'''

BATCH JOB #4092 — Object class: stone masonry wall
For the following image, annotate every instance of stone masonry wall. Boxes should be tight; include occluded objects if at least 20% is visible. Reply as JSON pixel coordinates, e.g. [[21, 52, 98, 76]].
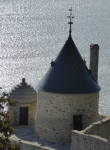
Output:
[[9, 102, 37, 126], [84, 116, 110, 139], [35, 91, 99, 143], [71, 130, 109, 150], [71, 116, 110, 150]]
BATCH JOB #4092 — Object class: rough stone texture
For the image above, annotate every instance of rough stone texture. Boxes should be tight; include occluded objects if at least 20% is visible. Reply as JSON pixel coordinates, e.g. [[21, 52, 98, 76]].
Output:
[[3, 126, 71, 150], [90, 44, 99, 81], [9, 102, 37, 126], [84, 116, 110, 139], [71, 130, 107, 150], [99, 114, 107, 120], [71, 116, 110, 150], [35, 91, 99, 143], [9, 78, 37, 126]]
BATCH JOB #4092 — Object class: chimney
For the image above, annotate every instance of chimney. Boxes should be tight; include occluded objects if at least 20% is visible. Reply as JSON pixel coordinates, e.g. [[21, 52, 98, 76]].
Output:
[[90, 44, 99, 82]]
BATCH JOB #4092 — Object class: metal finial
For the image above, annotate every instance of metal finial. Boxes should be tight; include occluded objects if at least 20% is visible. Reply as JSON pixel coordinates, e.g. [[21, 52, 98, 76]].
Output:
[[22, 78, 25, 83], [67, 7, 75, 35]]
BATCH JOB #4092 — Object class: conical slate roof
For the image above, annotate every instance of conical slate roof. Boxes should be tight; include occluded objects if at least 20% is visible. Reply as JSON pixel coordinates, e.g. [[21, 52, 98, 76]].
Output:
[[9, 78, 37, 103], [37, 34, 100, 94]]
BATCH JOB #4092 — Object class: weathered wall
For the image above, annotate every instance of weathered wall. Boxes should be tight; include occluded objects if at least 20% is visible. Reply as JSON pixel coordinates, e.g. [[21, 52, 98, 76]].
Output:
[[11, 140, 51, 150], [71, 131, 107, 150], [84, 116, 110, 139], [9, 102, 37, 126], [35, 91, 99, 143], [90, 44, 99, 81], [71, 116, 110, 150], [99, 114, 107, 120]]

'''

_Exercise description_
Write every line of the data above as a JSON list of strings, one string per line, with blank lines omitted. Leave out the picture.

_Solution to this exercise_
[
  "BATCH JOB #4092 — Object class: stone masonry wall",
  "For the following image, annotate every instance of stone masonry wall. Boxes should be tight; include occluded objects if at least 20% is visible. Reply as JSON pixel coordinates, e.g. [[21, 52, 98, 76]].",
  "Output:",
  "[[9, 102, 37, 126], [84, 116, 110, 139], [35, 91, 99, 143], [71, 130, 109, 150], [71, 116, 110, 150]]",
  "BATCH JOB #4092 — Object class: rough stone texture",
  "For the image above, annotate every instance of rough stone texture. Boxes should be tight; include occluded objects if at least 20% is visible. Reply as JSON pixel coordinates, e.g. [[21, 52, 98, 76]].",
  "Output:",
  "[[3, 126, 71, 150], [90, 44, 99, 81], [9, 102, 37, 126], [84, 116, 110, 139], [71, 130, 107, 150], [99, 114, 107, 120], [71, 116, 110, 150], [35, 91, 99, 143], [9, 78, 37, 126]]",
  "BATCH JOB #4092 — Object class: chimney",
  "For the image above, annotate every instance of chimney. Boxes should be tight; include occluded objects if at least 20% is visible. Reply as JSON pixel coordinates, e.g. [[21, 52, 98, 76]].",
  "Output:",
  "[[90, 44, 99, 82]]",
  "BATCH JOB #4092 — Object class: metal finial",
  "For the image above, annotate every instance of metal finial. Boxes should be tight; include occluded objects if at least 20% is visible. Reply as JSON pixel coordinates, e.g. [[21, 52, 98, 76]].",
  "Output:",
  "[[22, 78, 25, 83], [67, 7, 75, 35]]",
  "BATCH JOB #4092 — Object class: conical slate roof",
  "For the image above, annotate every instance of conical slate roof. Boxes should be tight; include occluded objects if at least 20% is visible. Reply as JSON pixel coordinates, e.g. [[21, 52, 98, 76]].",
  "Output:",
  "[[9, 78, 37, 103], [37, 34, 100, 94]]",
  "BATCH JOB #4092 — Object class: weathered wall",
  "For the image above, annotate every instance of weathered wall. Boxes should be tight; include occluded objects if at least 20% is visible. Reply as JSON pixel coordinates, e.g. [[21, 52, 98, 76]].",
  "Output:",
  "[[11, 140, 51, 150], [71, 131, 107, 150], [84, 116, 110, 139], [9, 102, 37, 126], [35, 91, 99, 143], [90, 44, 99, 81], [71, 116, 110, 150], [99, 114, 107, 120]]"
]